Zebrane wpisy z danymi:
───
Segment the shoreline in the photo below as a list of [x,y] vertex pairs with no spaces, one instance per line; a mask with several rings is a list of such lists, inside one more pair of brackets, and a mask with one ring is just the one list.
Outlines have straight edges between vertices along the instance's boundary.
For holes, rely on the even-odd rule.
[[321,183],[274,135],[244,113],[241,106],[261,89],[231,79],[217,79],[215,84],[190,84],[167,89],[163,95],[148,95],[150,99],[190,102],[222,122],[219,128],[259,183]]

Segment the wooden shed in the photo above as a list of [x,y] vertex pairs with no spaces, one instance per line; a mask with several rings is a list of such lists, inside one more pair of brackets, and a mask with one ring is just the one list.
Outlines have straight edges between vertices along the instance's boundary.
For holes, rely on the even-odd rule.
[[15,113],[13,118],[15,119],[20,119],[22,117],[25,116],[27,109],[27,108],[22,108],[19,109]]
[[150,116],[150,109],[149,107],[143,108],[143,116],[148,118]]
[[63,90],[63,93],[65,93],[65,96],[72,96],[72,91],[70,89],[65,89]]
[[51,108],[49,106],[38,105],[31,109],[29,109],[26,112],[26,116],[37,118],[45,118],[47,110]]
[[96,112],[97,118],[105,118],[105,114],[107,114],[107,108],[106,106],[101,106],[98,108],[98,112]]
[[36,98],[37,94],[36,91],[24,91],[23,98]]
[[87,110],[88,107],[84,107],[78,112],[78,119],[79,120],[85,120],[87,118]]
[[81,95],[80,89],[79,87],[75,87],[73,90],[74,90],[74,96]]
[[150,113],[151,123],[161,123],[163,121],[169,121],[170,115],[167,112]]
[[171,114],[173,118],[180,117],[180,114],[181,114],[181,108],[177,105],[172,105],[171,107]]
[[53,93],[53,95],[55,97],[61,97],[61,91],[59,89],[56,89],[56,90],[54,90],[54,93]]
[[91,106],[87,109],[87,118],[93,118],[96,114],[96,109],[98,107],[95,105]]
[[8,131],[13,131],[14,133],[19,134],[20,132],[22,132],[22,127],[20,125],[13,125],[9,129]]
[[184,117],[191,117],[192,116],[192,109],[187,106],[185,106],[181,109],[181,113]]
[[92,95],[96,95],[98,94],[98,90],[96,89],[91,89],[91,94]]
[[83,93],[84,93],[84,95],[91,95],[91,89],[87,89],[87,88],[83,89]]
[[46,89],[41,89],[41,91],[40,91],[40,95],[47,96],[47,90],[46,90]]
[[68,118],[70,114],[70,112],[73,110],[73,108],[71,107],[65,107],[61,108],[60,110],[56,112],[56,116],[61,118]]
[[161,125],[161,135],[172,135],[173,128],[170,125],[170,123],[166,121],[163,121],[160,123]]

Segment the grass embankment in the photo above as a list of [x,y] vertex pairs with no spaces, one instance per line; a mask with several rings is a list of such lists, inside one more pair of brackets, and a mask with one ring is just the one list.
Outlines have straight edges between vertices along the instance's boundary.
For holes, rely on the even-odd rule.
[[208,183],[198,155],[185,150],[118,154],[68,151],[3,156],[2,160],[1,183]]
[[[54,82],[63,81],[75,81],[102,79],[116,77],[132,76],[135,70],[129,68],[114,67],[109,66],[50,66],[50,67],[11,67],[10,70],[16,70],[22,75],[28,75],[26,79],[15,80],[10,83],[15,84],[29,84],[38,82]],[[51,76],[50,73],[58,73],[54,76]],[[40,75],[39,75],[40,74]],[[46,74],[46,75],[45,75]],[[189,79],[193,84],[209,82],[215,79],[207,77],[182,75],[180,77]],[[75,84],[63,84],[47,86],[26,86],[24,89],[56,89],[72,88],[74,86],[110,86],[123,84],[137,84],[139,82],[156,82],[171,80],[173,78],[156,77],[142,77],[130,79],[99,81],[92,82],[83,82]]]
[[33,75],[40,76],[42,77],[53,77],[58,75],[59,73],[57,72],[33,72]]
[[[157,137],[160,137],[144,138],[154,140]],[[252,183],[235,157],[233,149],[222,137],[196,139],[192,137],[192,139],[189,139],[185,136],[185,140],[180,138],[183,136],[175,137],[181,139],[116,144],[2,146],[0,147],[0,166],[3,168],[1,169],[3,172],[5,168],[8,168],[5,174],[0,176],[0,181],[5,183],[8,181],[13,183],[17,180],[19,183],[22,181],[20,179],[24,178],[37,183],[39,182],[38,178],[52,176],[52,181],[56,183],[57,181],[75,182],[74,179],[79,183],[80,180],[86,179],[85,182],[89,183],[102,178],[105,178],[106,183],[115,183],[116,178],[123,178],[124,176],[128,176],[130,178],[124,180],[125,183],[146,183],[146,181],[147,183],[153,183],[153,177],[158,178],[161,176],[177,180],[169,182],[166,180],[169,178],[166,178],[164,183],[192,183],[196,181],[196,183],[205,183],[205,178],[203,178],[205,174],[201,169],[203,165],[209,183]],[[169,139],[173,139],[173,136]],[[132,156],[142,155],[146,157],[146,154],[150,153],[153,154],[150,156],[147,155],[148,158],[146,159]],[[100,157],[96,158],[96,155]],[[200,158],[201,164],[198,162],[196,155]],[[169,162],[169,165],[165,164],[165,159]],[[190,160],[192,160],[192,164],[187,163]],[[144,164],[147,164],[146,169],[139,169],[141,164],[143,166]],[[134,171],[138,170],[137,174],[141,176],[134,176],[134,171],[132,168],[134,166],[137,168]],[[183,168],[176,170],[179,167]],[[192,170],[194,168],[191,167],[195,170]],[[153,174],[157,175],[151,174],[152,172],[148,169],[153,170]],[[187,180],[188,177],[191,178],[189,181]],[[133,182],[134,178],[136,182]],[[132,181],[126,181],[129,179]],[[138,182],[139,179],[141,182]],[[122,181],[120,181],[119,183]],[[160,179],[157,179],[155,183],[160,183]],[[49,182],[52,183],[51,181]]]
───
== Zadanie ==
Pokaż wszystkie wiersze powyższych wpisów, w których występuje ciąg "above". Wielkość liter ma znaczenie.

== Wynik zadania ==
Segment the wooden shed in the photo above as a list of [x,y] vertex pairs with no spaces, one instance per line; a mask with several rings is a list of such lists, inside one more pair of brackets, and a mask with one ring is just the one list.
Segment the grass embankment in the photo above as a list of [x,y] vertex pairs with no spaces, one instance per line; a mask with several rings is a list of such lists, inside one more pair of brackets, and a mask with one ring is just the one list.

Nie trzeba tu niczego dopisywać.